TASK ITEM:
From the entries below, please output exactly the lines starting at the one containing "Point to the window, one" and ending at the one containing "Point to the cooked", both included.

GIVEN ENTRIES: Begin

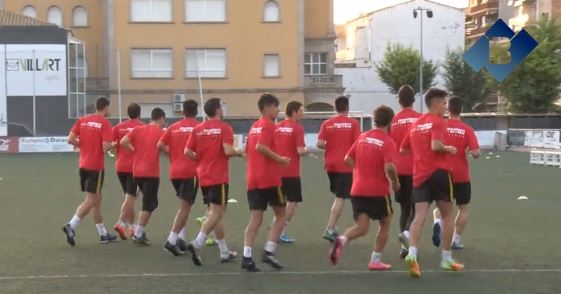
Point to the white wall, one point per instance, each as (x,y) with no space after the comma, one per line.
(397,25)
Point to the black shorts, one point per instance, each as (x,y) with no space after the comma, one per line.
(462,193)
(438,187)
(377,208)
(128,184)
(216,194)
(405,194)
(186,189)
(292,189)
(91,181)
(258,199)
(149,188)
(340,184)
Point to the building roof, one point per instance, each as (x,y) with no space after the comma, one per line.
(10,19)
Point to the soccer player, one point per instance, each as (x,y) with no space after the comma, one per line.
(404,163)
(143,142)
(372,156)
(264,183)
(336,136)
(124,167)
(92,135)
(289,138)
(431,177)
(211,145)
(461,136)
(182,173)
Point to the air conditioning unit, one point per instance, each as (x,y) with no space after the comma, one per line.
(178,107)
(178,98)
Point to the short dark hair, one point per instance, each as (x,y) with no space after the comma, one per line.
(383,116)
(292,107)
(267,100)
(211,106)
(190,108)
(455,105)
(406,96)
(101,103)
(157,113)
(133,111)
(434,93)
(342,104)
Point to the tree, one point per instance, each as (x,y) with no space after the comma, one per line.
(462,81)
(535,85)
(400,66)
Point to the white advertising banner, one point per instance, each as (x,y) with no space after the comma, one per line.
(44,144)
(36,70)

GIVEN ENTRIES: End
GIVEN ENTRIES: Begin

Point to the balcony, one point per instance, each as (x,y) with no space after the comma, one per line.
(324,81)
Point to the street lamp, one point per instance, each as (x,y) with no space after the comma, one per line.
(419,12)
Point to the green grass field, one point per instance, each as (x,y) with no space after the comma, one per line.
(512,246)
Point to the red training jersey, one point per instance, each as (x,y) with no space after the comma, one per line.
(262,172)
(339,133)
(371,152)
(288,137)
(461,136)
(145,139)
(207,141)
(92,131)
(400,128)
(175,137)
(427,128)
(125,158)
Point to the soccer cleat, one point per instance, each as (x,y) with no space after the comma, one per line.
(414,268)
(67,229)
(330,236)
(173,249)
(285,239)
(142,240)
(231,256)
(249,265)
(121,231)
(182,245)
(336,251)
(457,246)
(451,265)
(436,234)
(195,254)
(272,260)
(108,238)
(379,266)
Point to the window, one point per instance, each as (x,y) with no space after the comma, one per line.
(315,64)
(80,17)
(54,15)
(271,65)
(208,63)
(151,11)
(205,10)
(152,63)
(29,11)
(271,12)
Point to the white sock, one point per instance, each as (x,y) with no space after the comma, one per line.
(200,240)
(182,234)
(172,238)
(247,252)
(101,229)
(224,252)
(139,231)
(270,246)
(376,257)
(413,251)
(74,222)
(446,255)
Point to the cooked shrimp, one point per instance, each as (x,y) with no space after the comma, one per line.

GIVEN ENTRIES: End
GIVEN ENTRIES: Begin

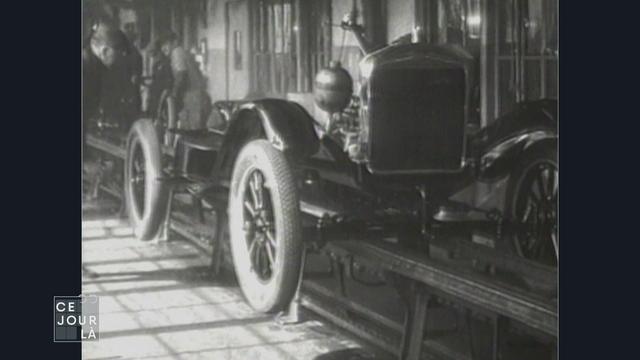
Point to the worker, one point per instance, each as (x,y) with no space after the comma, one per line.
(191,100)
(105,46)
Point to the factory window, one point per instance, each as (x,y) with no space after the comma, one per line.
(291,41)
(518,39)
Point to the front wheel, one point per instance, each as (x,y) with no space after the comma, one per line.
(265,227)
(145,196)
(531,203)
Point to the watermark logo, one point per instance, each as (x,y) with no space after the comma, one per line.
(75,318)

GIVEN ENTRIES: End

RESULT FOR THIS EXERCISE:
Point to the window, one point per instance, each as (x,y) with no space after the comma, one per line.
(315,64)
(80,17)
(54,15)
(271,65)
(208,63)
(151,11)
(205,10)
(152,63)
(29,11)
(271,12)
Point to the white sock, one point per instance, each as (x,y) with no space after the comma, one per line.
(200,240)
(182,234)
(172,238)
(247,252)
(101,229)
(224,252)
(139,231)
(270,246)
(376,257)
(413,251)
(74,222)
(446,255)
Point to the cooked shrimp, one point per instance, each as (x,y) with no space after the comma, one per line.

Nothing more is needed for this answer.